** Begin SOURCE MATERIAL **

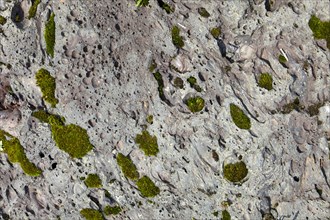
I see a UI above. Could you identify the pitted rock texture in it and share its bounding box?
[0,0,330,220]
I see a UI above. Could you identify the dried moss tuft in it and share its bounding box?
[223,161,248,183]
[135,130,159,156]
[230,104,251,130]
[136,176,160,197]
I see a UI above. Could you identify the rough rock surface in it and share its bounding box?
[0,0,330,220]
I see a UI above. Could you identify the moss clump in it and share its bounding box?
[80,208,104,220]
[146,115,154,124]
[0,15,7,25]
[187,76,202,92]
[210,27,221,39]
[278,54,288,64]
[85,173,102,188]
[308,15,330,49]
[44,13,55,57]
[50,123,93,158]
[230,104,251,130]
[186,96,205,112]
[157,0,175,14]
[36,68,58,108]
[136,176,160,197]
[103,205,122,215]
[172,26,184,48]
[173,77,183,89]
[28,0,40,19]
[117,153,140,180]
[223,161,248,183]
[135,130,159,156]
[197,7,210,18]
[258,73,273,91]
[153,72,166,101]
[0,130,42,176]
[222,210,231,220]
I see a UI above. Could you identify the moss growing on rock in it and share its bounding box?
[308,15,330,49]
[0,15,7,25]
[117,153,140,180]
[172,26,184,48]
[197,7,210,18]
[222,210,231,220]
[28,0,40,19]
[258,73,273,91]
[223,161,248,183]
[230,104,251,130]
[136,176,160,197]
[80,208,104,220]
[210,27,221,39]
[103,205,122,215]
[50,123,93,158]
[186,96,205,112]
[36,68,58,108]
[44,13,56,57]
[0,130,42,176]
[135,130,159,156]
[85,173,102,188]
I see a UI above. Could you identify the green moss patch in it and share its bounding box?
[308,15,330,49]
[136,176,160,197]
[187,76,202,92]
[117,153,140,180]
[186,96,205,112]
[230,104,251,130]
[44,13,55,57]
[32,111,93,158]
[258,73,273,91]
[135,130,159,156]
[36,68,58,108]
[0,15,7,25]
[222,210,231,220]
[210,27,221,39]
[157,0,175,14]
[80,208,104,220]
[28,0,40,19]
[223,161,248,183]
[103,205,122,215]
[51,123,93,158]
[197,7,211,18]
[85,173,102,188]
[0,130,42,176]
[172,26,184,48]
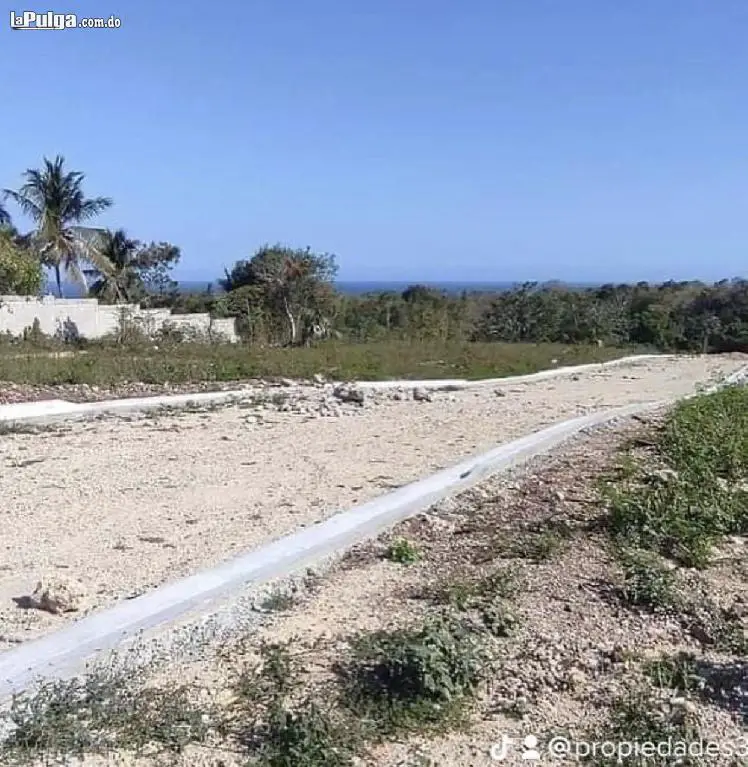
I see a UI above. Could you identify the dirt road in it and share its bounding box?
[0,355,746,650]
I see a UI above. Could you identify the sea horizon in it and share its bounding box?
[46,279,600,298]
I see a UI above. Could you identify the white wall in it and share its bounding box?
[0,296,238,342]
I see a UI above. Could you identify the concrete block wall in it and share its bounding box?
[0,296,238,343]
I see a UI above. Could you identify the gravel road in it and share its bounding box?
[0,355,748,650]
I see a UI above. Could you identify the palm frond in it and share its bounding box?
[76,197,114,221]
[3,189,43,222]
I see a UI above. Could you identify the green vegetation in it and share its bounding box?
[0,342,621,386]
[0,156,748,375]
[387,538,421,565]
[607,387,748,568]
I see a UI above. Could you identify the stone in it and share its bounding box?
[333,384,366,405]
[24,576,86,615]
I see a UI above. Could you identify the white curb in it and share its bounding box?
[0,366,748,701]
[0,366,748,701]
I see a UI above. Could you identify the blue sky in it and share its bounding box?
[0,0,748,281]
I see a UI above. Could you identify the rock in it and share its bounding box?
[333,384,366,405]
[413,386,434,402]
[24,576,86,615]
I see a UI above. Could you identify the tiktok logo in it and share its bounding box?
[490,735,512,762]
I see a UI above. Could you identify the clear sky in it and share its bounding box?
[0,0,748,281]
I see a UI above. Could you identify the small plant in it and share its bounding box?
[233,644,358,767]
[522,530,566,562]
[604,387,748,568]
[619,550,681,611]
[643,653,699,692]
[0,671,216,764]
[481,601,519,638]
[341,615,487,733]
[387,538,421,565]
[588,688,704,767]
[256,701,356,767]
[429,567,520,610]
[261,589,298,613]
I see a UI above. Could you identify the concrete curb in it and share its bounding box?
[0,354,676,426]
[0,366,748,701]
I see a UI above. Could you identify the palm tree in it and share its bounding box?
[0,202,10,228]
[86,229,140,303]
[5,155,112,298]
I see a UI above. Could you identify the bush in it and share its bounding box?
[343,615,487,733]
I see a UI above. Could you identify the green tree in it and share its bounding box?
[0,228,42,296]
[220,245,337,344]
[135,242,182,300]
[86,229,142,303]
[5,155,112,297]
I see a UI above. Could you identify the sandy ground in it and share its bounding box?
[0,355,746,650]
[24,404,748,767]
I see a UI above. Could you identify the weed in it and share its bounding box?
[605,387,748,568]
[260,589,298,613]
[0,336,626,386]
[0,671,213,764]
[588,688,704,767]
[619,550,681,611]
[341,615,487,734]
[386,538,421,565]
[643,652,699,693]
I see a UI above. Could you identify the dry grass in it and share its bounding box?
[6,392,748,767]
[0,341,629,387]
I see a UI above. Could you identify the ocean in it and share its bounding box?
[47,280,594,298]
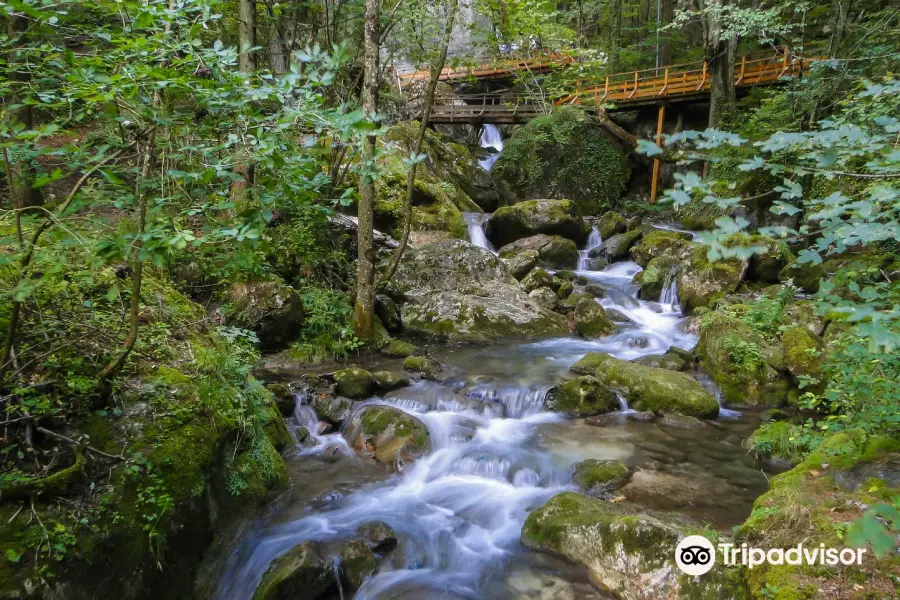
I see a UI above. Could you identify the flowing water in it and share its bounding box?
[463,213,496,254]
[218,254,766,600]
[478,125,503,171]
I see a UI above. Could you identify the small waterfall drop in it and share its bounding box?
[578,225,603,271]
[659,265,678,307]
[463,213,494,252]
[478,125,503,171]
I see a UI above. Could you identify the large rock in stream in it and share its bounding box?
[486,200,591,248]
[390,240,566,343]
[571,352,719,417]
[521,492,746,600]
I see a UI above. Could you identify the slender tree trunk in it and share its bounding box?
[382,0,459,281]
[353,0,379,340]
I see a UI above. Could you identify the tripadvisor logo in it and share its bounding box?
[675,535,866,575]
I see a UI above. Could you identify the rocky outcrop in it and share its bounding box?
[344,406,431,471]
[499,234,578,269]
[521,492,745,600]
[491,107,631,215]
[486,200,591,247]
[697,312,789,407]
[222,280,303,352]
[389,240,565,342]
[572,353,719,417]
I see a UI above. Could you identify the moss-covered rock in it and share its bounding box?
[334,367,375,400]
[575,298,616,338]
[499,234,578,269]
[630,229,691,267]
[571,352,719,417]
[486,200,591,247]
[572,458,631,498]
[544,375,619,417]
[521,492,746,600]
[344,406,431,471]
[678,243,747,313]
[381,340,419,358]
[597,210,628,240]
[601,229,644,262]
[223,280,303,352]
[391,240,566,343]
[253,542,337,600]
[697,311,789,407]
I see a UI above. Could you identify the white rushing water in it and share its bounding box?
[578,225,603,271]
[463,213,496,254]
[478,125,503,171]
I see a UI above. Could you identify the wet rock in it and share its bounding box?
[338,540,378,594]
[253,542,337,600]
[224,280,304,352]
[631,229,691,268]
[575,298,616,338]
[403,356,442,380]
[521,492,742,600]
[498,234,578,269]
[372,371,409,394]
[390,240,566,343]
[356,521,399,554]
[571,353,719,417]
[486,200,591,247]
[678,243,748,314]
[544,375,619,417]
[381,340,419,358]
[344,406,431,472]
[602,229,644,262]
[597,210,628,240]
[572,459,631,498]
[697,311,789,408]
[375,294,400,333]
[657,414,706,429]
[528,287,559,310]
[334,367,375,400]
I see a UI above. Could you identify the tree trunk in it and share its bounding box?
[382,0,459,281]
[353,0,379,340]
[238,0,256,73]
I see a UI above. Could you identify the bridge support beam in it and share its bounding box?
[650,104,666,202]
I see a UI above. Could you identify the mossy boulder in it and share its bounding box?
[499,234,578,269]
[403,356,441,379]
[544,375,619,417]
[575,298,616,338]
[334,367,375,400]
[601,229,644,262]
[597,210,628,240]
[223,280,303,352]
[571,352,719,417]
[381,340,419,358]
[697,311,789,407]
[253,542,337,600]
[391,240,566,343]
[521,492,746,600]
[678,243,748,313]
[372,371,409,394]
[344,406,431,472]
[630,229,691,268]
[486,200,591,248]
[572,458,631,498]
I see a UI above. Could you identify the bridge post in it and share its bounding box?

** End SOURCE MATERIAL **

WHAT YOU HAVE TO DO - Reproduce the listing above in full, switching every "bounding box" to "outline" and keeping everything else the same. Omit the pictures.

FINAL RESULT -
I see a UI above. Could you identify the pitted rock texture in it and share its outline?
[0,0,330,220]
I see a UI above. Could you identify the dried moss tuft in it and share its outline?
[223,161,248,183]
[135,130,159,156]
[230,104,251,130]
[136,176,160,197]
I see a UI above. Could you identify the rough rock surface in it and share its outline?
[0,0,330,220]
I see a UI above. Could you identify the moss clump in it and share its outline?
[80,208,104,220]
[146,115,154,124]
[0,15,7,25]
[187,76,202,92]
[210,27,221,39]
[278,54,288,64]
[85,173,102,188]
[308,15,330,49]
[44,13,55,57]
[50,123,93,158]
[230,104,251,130]
[186,96,205,112]
[157,0,175,14]
[36,68,58,108]
[136,176,160,197]
[103,205,122,215]
[172,26,184,48]
[173,77,183,89]
[28,0,40,19]
[117,153,140,180]
[223,161,248,183]
[135,130,159,156]
[197,7,210,18]
[258,73,273,91]
[153,72,166,101]
[0,130,42,176]
[222,210,231,220]
I see a UI above. Could you identify the moss growing on rock in it and share its outline?
[308,15,330,49]
[0,15,7,25]
[117,153,140,180]
[172,26,184,48]
[197,7,210,18]
[222,210,231,220]
[28,0,40,19]
[258,73,273,91]
[223,161,248,183]
[230,104,251,130]
[136,176,160,197]
[80,208,104,220]
[210,27,221,39]
[103,205,122,215]
[50,123,93,158]
[186,96,205,112]
[36,68,58,108]
[44,13,56,57]
[0,130,42,176]
[135,130,159,156]
[85,173,102,188]
I see a UI above. Could you identify the green moss patch in it and share its outline?
[308,15,330,49]
[136,176,160,197]
[187,76,202,92]
[117,153,140,180]
[186,96,205,112]
[230,104,251,130]
[44,13,55,57]
[32,111,93,158]
[258,73,273,91]
[135,130,159,156]
[36,68,58,108]
[0,15,7,25]
[222,210,231,220]
[210,27,221,39]
[157,0,175,14]
[80,208,104,220]
[28,0,40,19]
[223,161,248,183]
[103,205,122,215]
[51,123,93,158]
[197,7,211,18]
[85,173,102,188]
[0,130,42,176]
[172,26,184,48]
I see a UI above. Could you identify the dirt road in it and share its outline?
[0,355,746,650]
I see a UI above. Could you identify the sea horizon in it and share its outline?
[46,279,600,298]
I see a UI above. Could you identify the white wall in it and share its outline?
[0,296,238,342]
I see a UI above. Could you identify the concrete block wall in it and share its outline?
[0,296,238,343]
I see a UI above. Could you identify the gravel road in it and share its outline?
[0,355,748,650]
I see a UI above. Could you identify the palm frond in it and share its outline?
[76,197,114,221]
[3,189,43,222]
I see a UI above. Could you identify the green vegetation in it and share its outline?
[0,342,621,386]
[0,156,748,375]
[387,538,421,565]
[607,387,748,568]
I see a UI above. Could you identify the stone in it and share its outline?
[333,384,366,405]
[24,576,86,615]
I see a UI above. Could you identify the white curb in it and share its outline?
[0,366,748,701]
[0,366,748,701]
I see a UI above. Could you identify the blue sky in it and share its outline?
[0,0,748,281]
I see a UI above. Could you identify the rock in it and share its outline?
[333,384,366,405]
[413,386,434,402]
[24,576,86,615]
I see a UI above. Could you identify the tiktok logo in it and share its outline?
[490,735,512,762]
I see a UI above. Could you identify the clear sky in it and share its outline?
[0,0,748,281]
I see a UI above. Could you identify the small plant in it and share its outline?
[233,644,358,767]
[522,530,566,562]
[604,387,748,568]
[619,550,681,611]
[643,653,699,692]
[0,671,216,764]
[481,601,519,638]
[341,615,487,733]
[387,538,421,565]
[588,688,704,767]
[256,701,356,767]
[429,567,520,610]
[261,589,298,613]
I see a UI above. Could you identify the concrete curb in it and share its outline?
[0,354,676,426]
[0,366,748,701]
I see a UI above. Could you identify the palm tree in it and share its outline?
[0,202,10,228]
[86,229,140,303]
[5,155,112,298]
I see a UI above. Could you identify the bush in it and share its outline?
[343,615,487,733]
I see a UI above. Could you identify the green tree in it and share its outline?
[0,228,42,296]
[220,245,337,344]
[135,242,182,300]
[86,229,142,303]
[5,155,112,297]
I see a UI above. Could you identify the sandy ground in it and share its outline?
[0,355,746,650]
[24,404,748,767]
I see a UI above. Could you identify the weed in it and share its outline?
[605,387,748,568]
[260,589,298,613]
[0,336,626,386]
[0,671,213,764]
[588,688,704,767]
[619,550,681,611]
[341,615,487,734]
[386,538,421,565]
[643,652,699,693]
I see a UI above. Could you identify the dry grass in it and share its outline?
[6,392,748,767]
[0,341,629,387]
I see a UI above. Could you identify the ocean in it and share its outline?
[47,280,594,298]
I see a UI above. Could you identify the flowing water in it and share its outline?
[463,213,496,254]
[218,254,766,600]
[478,125,503,171]
I see a UI above. Could you identify the small waterfall drop in it and share its outline?
[578,225,603,271]
[659,265,678,307]
[463,213,494,252]
[478,125,503,171]
I see a UI above. Could you identify the large rock in stream in it and share its outline?
[486,200,591,248]
[390,240,566,343]
[571,352,719,417]
[521,492,746,600]
I see a UI above. Could you identify the slender tree trunk in it and share its outline?
[382,0,459,281]
[353,0,379,340]
I see a UI above. Could you identify the tripadvisor logo in it and share its outline?
[675,535,866,575]
I see a UI above. Could you identify the rocky outcrop in it and share its outline?
[344,406,431,471]
[499,234,578,269]
[521,492,745,600]
[491,107,631,215]
[486,200,591,247]
[697,312,789,407]
[222,280,303,352]
[389,240,565,342]
[572,353,719,417]
I see a UI above. Could you identify the moss-covered rock in it and share its outline?
[334,367,375,400]
[575,298,616,338]
[499,234,578,269]
[630,229,691,267]
[571,352,719,417]
[486,200,591,247]
[572,458,631,498]
[544,375,619,417]
[521,492,746,600]
[344,406,431,471]
[678,243,747,313]
[381,340,419,358]
[597,210,628,240]
[601,229,644,262]
[223,280,303,352]
[391,240,566,343]
[253,542,337,600]
[697,311,789,407]
I see a UI above. Could you identify the white rushing water in it and share its outline?
[578,225,603,271]
[463,213,496,254]
[478,125,503,171]
I see a UI above. Could you identify the wet rock in it and share its outline?
[338,540,378,594]
[253,542,337,600]
[224,280,304,352]
[631,229,691,268]
[575,298,616,338]
[403,356,442,380]
[521,492,742,600]
[498,234,578,269]
[372,371,409,394]
[390,240,566,343]
[356,521,399,554]
[571,353,719,417]
[486,200,591,247]
[678,243,748,314]
[544,375,619,417]
[381,340,419,358]
[344,406,431,472]
[602,229,644,262]
[597,210,628,240]
[572,459,631,498]
[697,311,789,408]
[375,294,400,333]
[657,414,706,429]
[528,287,559,310]
[334,367,375,400]
I see a UI above. Could you identify the tree trunk in it and share its outline?
[382,0,459,281]
[353,0,379,340]
[238,0,256,73]
I see a UI above. Could you identify the bridge support beam in it and share its outline?
[650,104,666,202]
I see a UI above. Could you identify the mossy boulder in it and share its outline?
[499,234,578,269]
[403,356,441,379]
[544,375,619,417]
[575,298,616,338]
[334,367,375,400]
[601,229,644,262]
[597,210,628,240]
[223,280,303,352]
[571,352,719,417]
[381,340,419,358]
[697,311,789,407]
[253,542,337,600]
[391,240,566,343]
[521,492,746,600]
[678,243,748,313]
[372,371,409,394]
[344,406,431,472]
[630,229,691,268]
[486,200,591,248]
[572,458,631,498]
I see a UI above. Could you identify the bridge post in it and share its outline?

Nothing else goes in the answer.